Source records:
┌──

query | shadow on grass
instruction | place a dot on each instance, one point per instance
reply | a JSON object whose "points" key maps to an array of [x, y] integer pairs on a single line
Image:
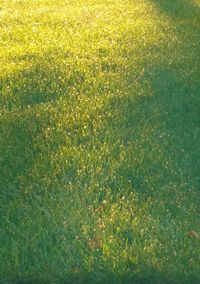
{"points": [[154, 130], [178, 9]]}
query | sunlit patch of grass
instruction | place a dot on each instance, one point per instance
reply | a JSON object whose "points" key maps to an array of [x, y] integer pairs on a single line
{"points": [[99, 141]]}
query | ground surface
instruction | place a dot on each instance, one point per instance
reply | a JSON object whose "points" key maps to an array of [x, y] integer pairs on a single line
{"points": [[99, 141]]}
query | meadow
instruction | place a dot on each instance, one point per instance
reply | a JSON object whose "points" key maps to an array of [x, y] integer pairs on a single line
{"points": [[100, 141]]}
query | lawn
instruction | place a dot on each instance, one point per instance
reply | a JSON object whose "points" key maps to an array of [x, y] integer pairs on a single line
{"points": [[100, 141]]}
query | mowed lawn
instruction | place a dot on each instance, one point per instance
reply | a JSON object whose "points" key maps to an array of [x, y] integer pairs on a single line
{"points": [[100, 141]]}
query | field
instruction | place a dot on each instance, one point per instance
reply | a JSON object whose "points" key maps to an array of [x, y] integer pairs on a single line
{"points": [[100, 141]]}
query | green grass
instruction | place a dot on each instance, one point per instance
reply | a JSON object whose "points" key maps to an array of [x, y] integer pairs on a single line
{"points": [[99, 141]]}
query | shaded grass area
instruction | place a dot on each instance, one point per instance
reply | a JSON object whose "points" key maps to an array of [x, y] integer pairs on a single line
{"points": [[99, 142]]}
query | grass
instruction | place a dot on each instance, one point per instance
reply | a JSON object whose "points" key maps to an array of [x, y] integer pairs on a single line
{"points": [[99, 141]]}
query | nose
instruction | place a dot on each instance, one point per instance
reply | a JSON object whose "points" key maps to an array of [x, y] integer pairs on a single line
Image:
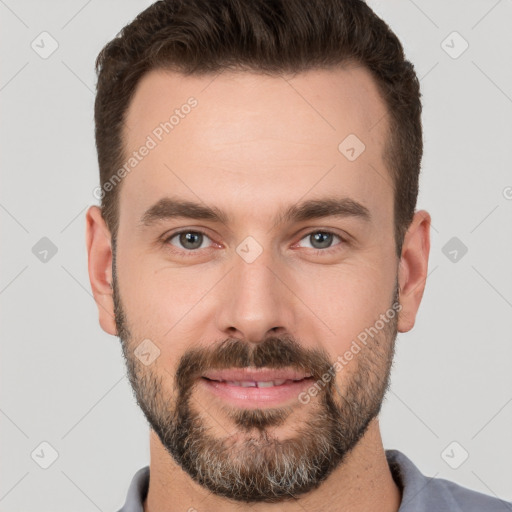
{"points": [[254, 301]]}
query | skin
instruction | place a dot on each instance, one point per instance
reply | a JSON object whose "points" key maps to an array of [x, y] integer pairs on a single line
{"points": [[254, 145]]}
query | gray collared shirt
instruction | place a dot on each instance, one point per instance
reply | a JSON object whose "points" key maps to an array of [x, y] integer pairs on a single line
{"points": [[419, 493]]}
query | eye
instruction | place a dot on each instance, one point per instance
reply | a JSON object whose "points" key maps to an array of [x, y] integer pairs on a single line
{"points": [[321, 240], [188, 240]]}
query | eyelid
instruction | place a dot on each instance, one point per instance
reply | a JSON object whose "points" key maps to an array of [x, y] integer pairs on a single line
{"points": [[344, 240]]}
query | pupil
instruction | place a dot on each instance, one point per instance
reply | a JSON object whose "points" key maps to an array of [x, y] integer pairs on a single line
{"points": [[324, 239], [188, 238]]}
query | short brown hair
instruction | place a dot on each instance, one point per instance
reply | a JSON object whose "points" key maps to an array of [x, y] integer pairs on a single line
{"points": [[271, 36]]}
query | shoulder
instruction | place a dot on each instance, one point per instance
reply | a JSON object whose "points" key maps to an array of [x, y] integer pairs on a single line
{"points": [[421, 493]]}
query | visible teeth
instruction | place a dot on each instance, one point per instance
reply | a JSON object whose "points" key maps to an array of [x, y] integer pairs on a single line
{"points": [[259, 384]]}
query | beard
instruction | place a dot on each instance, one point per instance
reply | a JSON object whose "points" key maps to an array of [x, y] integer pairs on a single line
{"points": [[250, 464]]}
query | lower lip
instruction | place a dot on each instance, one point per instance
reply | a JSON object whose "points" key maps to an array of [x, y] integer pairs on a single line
{"points": [[257, 397]]}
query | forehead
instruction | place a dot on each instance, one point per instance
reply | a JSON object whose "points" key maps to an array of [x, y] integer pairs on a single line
{"points": [[247, 135]]}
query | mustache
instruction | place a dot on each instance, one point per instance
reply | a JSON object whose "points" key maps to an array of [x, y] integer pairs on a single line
{"points": [[274, 352]]}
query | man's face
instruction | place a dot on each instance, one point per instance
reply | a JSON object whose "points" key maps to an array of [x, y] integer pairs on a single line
{"points": [[277, 296]]}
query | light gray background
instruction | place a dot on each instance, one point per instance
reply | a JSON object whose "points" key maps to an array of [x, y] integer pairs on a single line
{"points": [[63, 379]]}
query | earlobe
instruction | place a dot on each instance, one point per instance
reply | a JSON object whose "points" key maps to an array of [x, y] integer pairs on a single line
{"points": [[413, 268], [99, 251]]}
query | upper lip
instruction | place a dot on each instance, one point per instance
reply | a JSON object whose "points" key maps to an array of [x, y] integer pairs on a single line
{"points": [[257, 375]]}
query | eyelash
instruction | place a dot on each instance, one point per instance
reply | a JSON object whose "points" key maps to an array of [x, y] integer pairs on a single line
{"points": [[194, 252]]}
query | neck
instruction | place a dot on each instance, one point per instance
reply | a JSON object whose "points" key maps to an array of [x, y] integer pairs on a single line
{"points": [[362, 482]]}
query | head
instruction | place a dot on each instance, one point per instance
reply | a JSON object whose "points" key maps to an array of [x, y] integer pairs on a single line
{"points": [[259, 167]]}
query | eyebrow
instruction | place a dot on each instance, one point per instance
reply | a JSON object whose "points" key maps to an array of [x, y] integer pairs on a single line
{"points": [[169, 208]]}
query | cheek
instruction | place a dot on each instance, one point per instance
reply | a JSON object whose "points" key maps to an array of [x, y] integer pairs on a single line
{"points": [[347, 300]]}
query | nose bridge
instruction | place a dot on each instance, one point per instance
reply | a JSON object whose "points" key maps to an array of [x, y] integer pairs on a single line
{"points": [[254, 300]]}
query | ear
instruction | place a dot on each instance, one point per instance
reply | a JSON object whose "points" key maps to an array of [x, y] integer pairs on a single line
{"points": [[413, 268], [99, 251]]}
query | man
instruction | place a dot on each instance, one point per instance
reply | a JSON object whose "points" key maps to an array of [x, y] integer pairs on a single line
{"points": [[257, 250]]}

└──

Exercise — Out of the entries above, write out only the lines between the line holding "query | light gray background" and the line holding "query | eyelash", inclusive, each exactly as given.

Reply to the exercise —
query | light gray background
instruction | place a dot on each instance, one point per instance
reply | a JSON object whose "points" key maps to an array of [x, y] integer pairs on a single line
{"points": [[63, 379]]}
query | earlobe
instruction | place a dot on each instance, one point per instance
reply | a JSON object whose "points" key maps to an array of [x, y] integer pairs on a single line
{"points": [[413, 268], [99, 251]]}
query | upper lip
instruction | place a dot on each instance, one point per instance
reply | a JSON object whose "points" key maps to an array of [x, y] integer pairs on a single line
{"points": [[257, 375]]}
query | eyelash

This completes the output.